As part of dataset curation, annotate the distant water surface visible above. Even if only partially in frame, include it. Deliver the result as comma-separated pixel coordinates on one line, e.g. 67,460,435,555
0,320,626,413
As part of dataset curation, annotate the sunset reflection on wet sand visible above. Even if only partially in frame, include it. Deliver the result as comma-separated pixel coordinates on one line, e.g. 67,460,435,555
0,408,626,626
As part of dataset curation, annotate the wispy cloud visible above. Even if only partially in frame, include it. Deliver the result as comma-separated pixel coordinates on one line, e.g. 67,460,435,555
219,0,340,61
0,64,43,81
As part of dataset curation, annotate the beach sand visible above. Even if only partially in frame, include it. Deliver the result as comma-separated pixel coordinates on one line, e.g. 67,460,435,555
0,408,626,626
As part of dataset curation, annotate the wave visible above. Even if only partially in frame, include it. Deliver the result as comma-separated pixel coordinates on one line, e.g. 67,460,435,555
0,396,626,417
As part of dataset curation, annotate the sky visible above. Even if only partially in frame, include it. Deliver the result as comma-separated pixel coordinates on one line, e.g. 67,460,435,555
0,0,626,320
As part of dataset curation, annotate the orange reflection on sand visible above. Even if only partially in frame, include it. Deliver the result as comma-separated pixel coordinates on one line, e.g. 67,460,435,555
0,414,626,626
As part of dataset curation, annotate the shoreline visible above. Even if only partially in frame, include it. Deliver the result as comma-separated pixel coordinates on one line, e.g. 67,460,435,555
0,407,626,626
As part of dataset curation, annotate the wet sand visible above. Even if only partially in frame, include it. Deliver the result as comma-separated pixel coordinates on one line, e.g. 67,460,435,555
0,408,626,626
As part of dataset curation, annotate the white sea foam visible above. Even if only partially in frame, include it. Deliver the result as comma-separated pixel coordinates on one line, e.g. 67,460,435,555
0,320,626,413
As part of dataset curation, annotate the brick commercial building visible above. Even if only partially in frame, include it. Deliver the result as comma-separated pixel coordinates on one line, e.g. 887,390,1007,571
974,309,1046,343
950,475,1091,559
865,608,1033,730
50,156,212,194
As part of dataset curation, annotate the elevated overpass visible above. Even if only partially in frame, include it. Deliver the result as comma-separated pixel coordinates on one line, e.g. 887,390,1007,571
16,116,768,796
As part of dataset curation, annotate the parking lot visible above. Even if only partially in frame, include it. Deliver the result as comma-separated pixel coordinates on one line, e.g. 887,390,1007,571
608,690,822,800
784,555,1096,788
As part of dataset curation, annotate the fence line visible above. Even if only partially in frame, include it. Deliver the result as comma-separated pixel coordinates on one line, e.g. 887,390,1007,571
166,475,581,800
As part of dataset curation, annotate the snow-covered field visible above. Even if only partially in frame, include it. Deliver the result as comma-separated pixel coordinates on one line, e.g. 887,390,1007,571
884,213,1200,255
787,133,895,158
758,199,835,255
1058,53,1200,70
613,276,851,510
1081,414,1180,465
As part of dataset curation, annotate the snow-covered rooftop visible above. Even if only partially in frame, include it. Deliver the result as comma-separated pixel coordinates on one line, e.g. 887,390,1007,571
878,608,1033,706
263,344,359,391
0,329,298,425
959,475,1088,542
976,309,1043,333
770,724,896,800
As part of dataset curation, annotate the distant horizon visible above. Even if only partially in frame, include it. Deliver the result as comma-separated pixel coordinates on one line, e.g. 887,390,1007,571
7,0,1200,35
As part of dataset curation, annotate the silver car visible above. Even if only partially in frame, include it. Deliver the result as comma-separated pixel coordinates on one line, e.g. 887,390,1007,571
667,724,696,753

• **Written task**
Pull out every line of the items above that contains the word "covered", matching its case exactly.

• **Answer to the problem**
As part of dataset curation, annotate the snow-covered field visible above. Even if only partially in frame, include it. Deliver the result as comma-separated pixel coordinates on one line, e.g. 887,390,1007,571
As part of dataset curation, annotate the snow-covered rooftop visible above. Even if only partially in frame, include it. Deliver the result as comma-separated pixel coordinates on one line, e.g. 887,390,1007,571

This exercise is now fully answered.